**Problem requirements:** Extract the listing below in full, unchanged.

---

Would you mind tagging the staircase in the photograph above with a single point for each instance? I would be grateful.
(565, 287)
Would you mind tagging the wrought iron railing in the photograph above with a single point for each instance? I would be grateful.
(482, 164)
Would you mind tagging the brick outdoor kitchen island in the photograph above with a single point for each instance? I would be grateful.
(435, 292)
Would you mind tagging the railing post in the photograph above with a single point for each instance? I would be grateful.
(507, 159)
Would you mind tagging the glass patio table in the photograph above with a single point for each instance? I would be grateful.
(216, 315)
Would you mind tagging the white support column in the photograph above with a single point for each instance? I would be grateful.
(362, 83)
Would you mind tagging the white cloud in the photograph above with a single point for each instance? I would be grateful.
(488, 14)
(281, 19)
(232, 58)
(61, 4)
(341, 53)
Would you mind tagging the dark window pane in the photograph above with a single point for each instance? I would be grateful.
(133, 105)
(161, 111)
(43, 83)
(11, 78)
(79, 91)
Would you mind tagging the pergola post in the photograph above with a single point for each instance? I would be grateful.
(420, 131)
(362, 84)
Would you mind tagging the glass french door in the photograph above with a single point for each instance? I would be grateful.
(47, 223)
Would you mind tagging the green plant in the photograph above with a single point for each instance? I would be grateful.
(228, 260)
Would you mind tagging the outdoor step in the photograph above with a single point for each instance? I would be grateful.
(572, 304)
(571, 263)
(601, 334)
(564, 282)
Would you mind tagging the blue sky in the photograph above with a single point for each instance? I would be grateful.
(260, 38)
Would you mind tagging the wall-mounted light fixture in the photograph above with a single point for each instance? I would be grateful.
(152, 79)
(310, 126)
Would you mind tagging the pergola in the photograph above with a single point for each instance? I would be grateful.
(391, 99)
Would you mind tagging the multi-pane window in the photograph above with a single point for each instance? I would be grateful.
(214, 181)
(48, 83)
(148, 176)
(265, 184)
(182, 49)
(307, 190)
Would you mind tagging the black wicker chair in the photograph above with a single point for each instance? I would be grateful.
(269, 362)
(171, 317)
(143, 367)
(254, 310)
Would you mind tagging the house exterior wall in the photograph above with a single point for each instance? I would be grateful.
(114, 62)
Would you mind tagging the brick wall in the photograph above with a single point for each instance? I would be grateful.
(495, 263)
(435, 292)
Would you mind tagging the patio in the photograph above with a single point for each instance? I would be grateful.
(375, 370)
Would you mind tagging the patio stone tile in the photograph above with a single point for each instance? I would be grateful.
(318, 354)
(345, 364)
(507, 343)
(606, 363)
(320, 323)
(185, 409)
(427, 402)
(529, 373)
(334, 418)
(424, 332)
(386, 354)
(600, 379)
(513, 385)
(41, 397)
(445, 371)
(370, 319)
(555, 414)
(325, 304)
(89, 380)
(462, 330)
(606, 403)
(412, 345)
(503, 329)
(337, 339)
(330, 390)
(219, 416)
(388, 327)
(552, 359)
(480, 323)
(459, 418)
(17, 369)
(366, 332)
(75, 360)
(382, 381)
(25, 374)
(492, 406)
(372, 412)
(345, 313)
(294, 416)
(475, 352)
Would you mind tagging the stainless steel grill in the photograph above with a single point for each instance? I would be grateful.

---

**Task solution:**
Would you mind tagging the staircase in the photograph above with a single point for each instance? I would be grateful.
(565, 287)
Would you mind tagging the wrought iron railing in the photograph above with a single point for each instance? I would be grateful.
(482, 164)
Would you mind tagging the brick outdoor kitchen island in the photograph above with a single point for each instance? I would be grateful.
(435, 292)
Would you mind tagging the railing post in the photograph above with a single point for each instance? I would be grateful.
(507, 159)
Would you mind tagging the glass patio table in the photograph above with a single point for each instance? I would be grateful.
(216, 315)
Would you mind tagging the white support column in the photograph above with a single point for each instance? I would be grateful.
(362, 83)
Would you mind tagging the white cloud in the photograph above with a single point for each instance? I would be grateful.
(488, 14)
(281, 19)
(232, 58)
(61, 4)
(341, 53)
Would you mind tagging the dark window pane in the photograph above with a single point for each instance? I would be grateful.
(133, 105)
(161, 111)
(43, 83)
(11, 78)
(79, 91)
Would you mind tagging the pergola post in the photograph above with a single point for each instance? I would be grateful.
(420, 131)
(362, 84)
Would you mind tagging the glass french door in the photograph above with a single point for each instance? I would be grateful.
(47, 223)
Would you mind tagging the green plant in the photograph above with a single point for each instance? I would be grateful.
(228, 260)
Would you mind tagging the outdoor step in the photograph above with a single point for each instance? I would be grateful.
(572, 304)
(571, 263)
(601, 334)
(564, 282)
Would you mind tagging the blue sky in the photograph above with a single point for each instance? I would be grateful.
(260, 38)
Would you mind tagging the wall-mounted light fixture in the photograph above with a single point for each instance? I would be grateful.
(152, 79)
(310, 126)
Would you mind tagging the pergola in the photograph above with a single point for each instance? I would be grateful.
(391, 99)
Would you mind tagging the multi-pane window in the photograph above with a single point for each instance? I would be grateful.
(214, 181)
(48, 83)
(148, 176)
(265, 184)
(182, 49)
(307, 190)
Would you mind tagging the black wicker chair in the photograph above with a single point for each instance? I would be grateful.
(269, 362)
(171, 317)
(143, 367)
(254, 310)
Would you mind tagging the house exterior wall in the photograph above with a single point for each instance? I would be grateful.
(114, 62)
Would you mind tagging the brick wall in the photograph above with a single point for each instance? I would be grateful.
(495, 263)
(435, 292)
Would you mind tagging the patio in the photograph above with a single point for each instance? I would be grateful.
(375, 370)
Would you mind tagging the patio stone tile in the photograph above with a single point for each instance? I would be grateful.
(318, 354)
(345, 364)
(507, 343)
(606, 363)
(320, 323)
(185, 409)
(427, 402)
(529, 373)
(334, 418)
(424, 332)
(386, 354)
(600, 379)
(513, 385)
(41, 397)
(445, 371)
(370, 319)
(555, 414)
(325, 304)
(89, 380)
(462, 330)
(606, 403)
(412, 345)
(503, 329)
(337, 339)
(330, 390)
(219, 416)
(388, 327)
(552, 359)
(480, 323)
(459, 418)
(17, 369)
(366, 332)
(75, 360)
(382, 381)
(25, 374)
(492, 406)
(372, 412)
(345, 313)
(294, 416)
(475, 352)
Would you mind tagging the stainless steel grill in the photograph above with a single point for each instance? I would be grateful.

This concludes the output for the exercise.